» SHORT PROBLEM: Print the part of the motorcycle-riding comments below that begins at "As always, I" and stops after "Harley Dude said...".

**** READING TEXT ****

Irondad, it looks like you've got some comment spam...

The idea of gathering information so as to make unnecessary the use of expert skills is one they emphasized a lot at Skip Barber. Running in a pack, you need to be thinking about the trajectory of other cars, should their drivers screw up. And when that happens, "what's my best crash" is a question you need to answer. A lot of times, what you think might be your best crash turns out to be no crash at all.

Racing and riding both demand a very high level of awareness of what's going on around you. That which I gained in racing has helped enormously in riding...

__Orin
Scootin' Old Skool

Conchscooter said...

I think the photographs are striking. Compare the ones you used to take and see how much more involving they are. It's quite interesting. The words are okay too but I want to see you go and take some pictures.

Sojourner rides said...

Excellent, excellent post! I actually enjoy practicing and lots of it. I don't start or end a season without taking an advanced class and one track day--at least.

I really appreciate your stress on the mental aspects of riding and thinking like a motorcyclists, anticipating what could happen even if the situation doesn't appear challenging. One book that this post reminds me of is Ken Condon's book, _Riding in the Zone_, which has become one of my all time favorites.

Your photographic examples are great!

Chuck Pefley said...

Great post, Dan!!

Anticipation is key along with the always with you question "what if". Thanks for the lesson and reminders.

Jack Riepe said...

Dear Dan:

I got a lot out of this post, especially from the data regarding the stopping distances. I can tell you my first few days on the bike this season will see me practicing panic stops.

Interestingly enough, my first crash (detailed in my current blog) was similar to the circumstances you detailed here. Now, I tend to slow down and take my time approaching unseen "voids." Now I expect a driver to step out of the parked truck, or someone to push a baby carriage out in front of the truck, or a ball to come bouncing out with a kid hot on its trail. The possibilities are endless.

Good piece today.

Fondest regards,
Jack • reep • Toad
Twisted Roads

bluekat said...

As always, I enjoyed reading your article on braking. A good reminder - It's been a while since Ron or I have been out practicing. Must be the cyclist in me but scanning my environment seems to be one of the few skills I do all right with. Even when I think I'm not all that alert, I generally spot things amiss quickly. Probably to make up for the lacking skills elsewhere.

I don't know how your photo's used to look, but along with what Conchscooter said, even though the focus is on motorcycling instead of photography, your eye for composition is showing in your photos. Good use of the elements around you to tell the story. I especially like the 2nd and 4th with Elvira in the parking lot.

kari

Arizona Harley Dude said...

Another great reminder on how to stay alive in the jungle of the streets. There is another great reason to practice panic stops and that is the bike does something different every time. This has saved my bacon on more then one occassion.

And the reminder part? Because I am riding two up more now I need to take Linda out for some 'panic' practice. Need to know what she is going to add to the mix to be able to keep us safe. Thanks Iron Dad for dusting the cobwebs from my brain.

irondad said...

Orin,

That's a great point about running in a pack. We always presume the others will do the right thing. Doesn't always happen. When one drivers screws up, several others can do strange things to avoid them. Hyper vigilance is key.

**** SUPPLIED MATERIAL ****

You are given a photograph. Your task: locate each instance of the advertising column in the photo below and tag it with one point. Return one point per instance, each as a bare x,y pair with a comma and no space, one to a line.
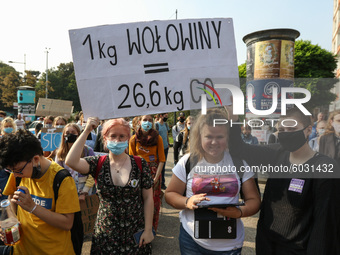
26,102
270,63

****

» WRITTEN SOLUTION:
As always, I enjoyed reading your article on braking. A good reminder - It's been a while since Ron or I have been out practicing. Must be the cyclist in me but scanning my environment seems to be one of the few skills I do all right with. Even when I think I'm not all that alert, I generally spot things amiss quickly. Probably to make up for the lacking skills elsewhere.

I don't know how your photo's used to look, but along with what Conchscooter said, even though the focus is on motorcycling instead of photography, your eye for composition is showing in your photos. Good use of the elements around you to tell the story. I especially like the 2nd and 4th with Elvira in the parking lot.

kari

Arizona Harley Dude said...